__JOB__. Repeat all of the material exactly as given.

__RECORDS SUPPLIED__.
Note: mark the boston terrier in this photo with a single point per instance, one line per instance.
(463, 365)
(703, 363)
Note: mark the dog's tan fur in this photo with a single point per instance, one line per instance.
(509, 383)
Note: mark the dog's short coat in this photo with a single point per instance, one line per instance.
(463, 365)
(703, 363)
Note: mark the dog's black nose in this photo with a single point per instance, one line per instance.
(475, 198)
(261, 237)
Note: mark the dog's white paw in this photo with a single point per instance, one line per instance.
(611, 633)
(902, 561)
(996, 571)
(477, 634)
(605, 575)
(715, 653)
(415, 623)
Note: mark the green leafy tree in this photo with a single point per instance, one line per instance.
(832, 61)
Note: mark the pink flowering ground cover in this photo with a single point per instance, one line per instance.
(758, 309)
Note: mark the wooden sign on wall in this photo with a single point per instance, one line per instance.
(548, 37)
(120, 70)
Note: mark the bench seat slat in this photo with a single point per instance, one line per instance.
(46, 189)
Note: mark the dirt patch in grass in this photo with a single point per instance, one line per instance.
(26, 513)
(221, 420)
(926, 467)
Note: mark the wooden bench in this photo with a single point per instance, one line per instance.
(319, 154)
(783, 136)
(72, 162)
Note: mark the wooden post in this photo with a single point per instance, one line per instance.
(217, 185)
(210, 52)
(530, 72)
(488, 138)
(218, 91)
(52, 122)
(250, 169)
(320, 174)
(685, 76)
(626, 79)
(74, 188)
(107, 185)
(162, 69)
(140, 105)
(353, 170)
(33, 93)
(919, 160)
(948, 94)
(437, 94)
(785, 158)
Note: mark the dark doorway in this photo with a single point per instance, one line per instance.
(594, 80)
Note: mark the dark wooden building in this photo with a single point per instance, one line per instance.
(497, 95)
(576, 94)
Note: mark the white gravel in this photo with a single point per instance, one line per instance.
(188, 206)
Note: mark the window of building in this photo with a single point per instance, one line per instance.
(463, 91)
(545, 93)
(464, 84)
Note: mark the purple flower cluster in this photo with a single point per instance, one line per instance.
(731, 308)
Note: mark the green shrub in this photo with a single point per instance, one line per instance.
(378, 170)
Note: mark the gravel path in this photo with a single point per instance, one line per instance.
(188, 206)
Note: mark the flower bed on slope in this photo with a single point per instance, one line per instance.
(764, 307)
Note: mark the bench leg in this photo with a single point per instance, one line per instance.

__THE ANSWER__.
Note: mark the boston terrier in this photo with a single point per instance, one line per instance.
(463, 365)
(703, 363)
Note: mark the dog's tan fur in this photo with a single point per instance, one line per instance.
(509, 383)
Note: mark the dog's short coat in this photo with a single point per instance, one line per instance.
(463, 365)
(703, 363)
Note: mark the dog's black nose in this photo with a single point per instance, one line per instance.
(475, 198)
(261, 237)
Note: mark the dog's white paw in this photo with a single point per instance, one line per instance.
(611, 633)
(902, 561)
(996, 571)
(477, 634)
(605, 575)
(715, 653)
(415, 623)
Note: mark the green leafy tree in this photo with a single point per instance, one line per instance.
(832, 61)
Note: mark the pink flowering ground cover in this photo with a single point per instance, one line per instance.
(758, 309)
Note: mark the wooden sign on wall in this photo with a single point per instance, one line per instance.
(548, 37)
(120, 70)
Note: mark the bench seat slat in this photo with a single point per instance, one line per instance.
(46, 189)
Note: mark the dirt patch in grass in this photo with a single point per instance, one line per instance.
(26, 513)
(221, 420)
(926, 467)
Note: mark the wooden bench in this photo with a single point per instance, one line per instance.
(319, 154)
(783, 136)
(72, 162)
Note: mark the wooden post in this photo with a single point per instance, one line per instance.
(217, 185)
(210, 52)
(530, 72)
(488, 138)
(218, 91)
(52, 122)
(250, 169)
(320, 174)
(685, 76)
(626, 79)
(74, 188)
(107, 185)
(162, 69)
(140, 105)
(353, 170)
(33, 93)
(919, 160)
(948, 94)
(437, 94)
(785, 158)
Note: mark the dark doorway in this photo with a single point per instance, one line per instance.
(594, 80)
Note: mark the dark wooden building in this photo with a single point per instance, one line per instance.
(497, 95)
(576, 94)
Note: mark the white gravel in this photo with a single point per instance, one line per instance.
(188, 206)
Note: mark the window of building in this photo with a single point per instance, one line per instance.
(463, 91)
(545, 93)
(464, 84)
Note: mark the purple flower cluster in this photo with a single point per instance, one line per instance.
(731, 308)
Note: mark the green shrub in this photo with a single point per instance, one line per instance.
(378, 170)
Note: mark the gravel path in this photo with a single point per instance, one line per instance.
(188, 206)
Note: mark the flower bed on slope in this photo with a single point per instance, one line per instance.
(764, 307)
Note: mark the bench leg in this photo with a single point per instance, one line per instance.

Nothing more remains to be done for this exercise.